» **Listed records**:
Segment Open

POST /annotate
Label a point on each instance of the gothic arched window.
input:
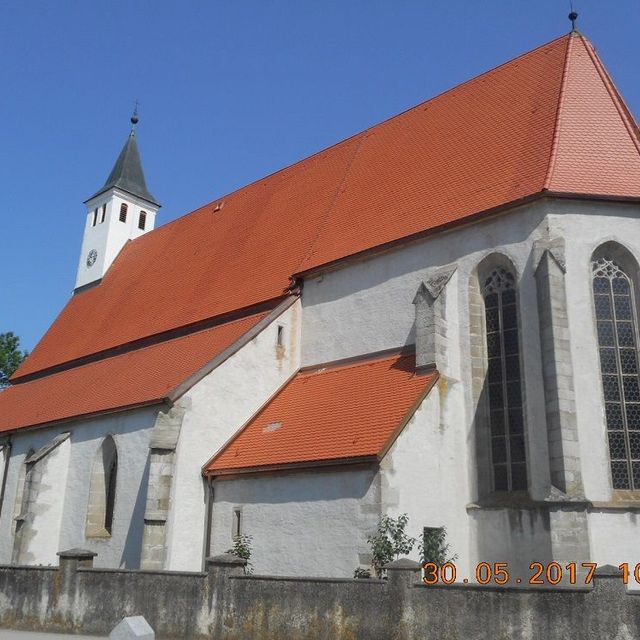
(508, 457)
(616, 316)
(102, 490)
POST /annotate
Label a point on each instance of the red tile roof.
(333, 414)
(548, 120)
(139, 377)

Segment Closed

» **What you will do**: Output all data exactly, omitting images.

» **Answer space**:
POST /annotate
Label a point on each instance of the gothic arched window.
input:
(508, 457)
(616, 316)
(102, 490)
POST /annotate
Label a point on each instance of the red tile roof.
(333, 414)
(548, 120)
(139, 377)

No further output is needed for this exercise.